What the task asks: Continue the passage about the MAGA movement's precinct strategy, starting right after its last sentence.

Given passage:
Precincts are the basic building blocks of voting — a neighborhood or area anchored by a polling place. Each precinct has partisan volunteers, who are often called precinct chairs or precinct committeemen.
Their duties range from the mundane — knocking on doors to get out the vote — to the consequential. Depending on the state, this can include recruiting poll watchers, appointing election judges or even, as in Michigan, deciding primary winners for statewide offices such as secretary of state, lieutenant governor or attorney general. The poll watchers can challenge the ballots of individual voters they find suspicious. The state-level politicians have the power to challenge elections.
In Michigan this spring, the MAGA movement took full advantage of the state’s uniquely powerful precinct committees. After being encouraged by DePerno to “storm” county conventions, delegates installed DePerno and Karamo as the party’s standard-bearers at the state convention in Grand Rapids.
Bannon brought the precinct strategy to his audience by introducing them to a Phoenix attorney named Dan Schultz, who published a book about it in 2010. Back then, few were paying attention to the musings of Schultz, who has said precinct strategy is the only way to “take back” the country without resorting to violence.
But Bannon seemed to be listening. In December of 2020, not long after Trump lost his bid for reelection, he brought Schultz out of the shadows and onto his show for the first time.
“Dan is a beloved figure,” Bannon said. “Talk about a honey badger. Talk about a guy that grinds.”

Dataset records:
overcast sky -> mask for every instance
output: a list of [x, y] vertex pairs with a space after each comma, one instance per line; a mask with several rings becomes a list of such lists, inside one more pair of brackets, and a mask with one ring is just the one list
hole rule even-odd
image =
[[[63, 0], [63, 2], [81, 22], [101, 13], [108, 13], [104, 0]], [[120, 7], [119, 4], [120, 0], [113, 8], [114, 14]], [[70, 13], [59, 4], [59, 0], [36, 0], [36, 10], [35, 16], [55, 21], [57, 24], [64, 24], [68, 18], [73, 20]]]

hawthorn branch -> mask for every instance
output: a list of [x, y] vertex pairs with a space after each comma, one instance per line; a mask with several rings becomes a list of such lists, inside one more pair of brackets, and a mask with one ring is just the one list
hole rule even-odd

...

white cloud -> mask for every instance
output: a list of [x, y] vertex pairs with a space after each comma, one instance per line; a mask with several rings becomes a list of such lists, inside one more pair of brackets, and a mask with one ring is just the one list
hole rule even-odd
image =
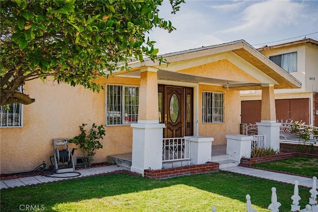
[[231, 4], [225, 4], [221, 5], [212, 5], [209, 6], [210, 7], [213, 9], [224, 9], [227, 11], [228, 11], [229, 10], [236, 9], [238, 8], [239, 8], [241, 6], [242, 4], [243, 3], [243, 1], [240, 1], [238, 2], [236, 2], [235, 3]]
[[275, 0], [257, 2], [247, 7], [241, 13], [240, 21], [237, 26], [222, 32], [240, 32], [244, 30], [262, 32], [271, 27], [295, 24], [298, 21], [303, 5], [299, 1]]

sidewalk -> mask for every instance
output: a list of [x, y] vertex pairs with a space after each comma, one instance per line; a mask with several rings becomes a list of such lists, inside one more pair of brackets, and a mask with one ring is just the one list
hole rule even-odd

Task answer:
Since then, Schultz — an emphatic election denier who has said “everybody and their dog knows that this election was fraudulent” — has appeared on War Room at least 40 times, CNN has found.
Schultz, who didn’t respond to CNN’s requests for comment, doesn’t always get into the minutiae of precinct politics on Bannon’s show. But he often drops a factoid that he says incumbent so-called RINOs — Republicans In Name Only — “don’t want you to know”: Roughly half of the 400,000 GOP precinct committee posts nationwide are sitting vacant. In other words, he claims, the party is there for the taking.
“We have to take over the party and there’s only one way to do it,” Schultz said on War Room. “The precinct committeemen elect everybody in the party all the way up to the RNC (Republican National Committee).”
Bannon has been touting precinct strategy as a way for the MAGA movement to spark a “populist revolt” and start “taking over all the elections.”
Generating even more heat to the concept is how Bannon’s version of precinct strategy lumps in another objective: stoking the flames of fury over hot-button topics — including parental fears over teaching of topics like LGBTQ rights and systemic racism in public schools.
“Here’s democracy at work: It’s the mothers going to the school boards for critical race theory — to combat it,” he said. “It’s people volunteering and signing up for as election officials, poll watchers and people in the rooms counting. That’s democracy. That’s applied populism.”
When Stacy Altiery heard about precinct strategy on War Room, she felt empowered.
“I’m like, ‘Oh, my gosh, I’m calling everybody I know. Did you even know that we had a precinct in my neighborhood?’” she told CNN.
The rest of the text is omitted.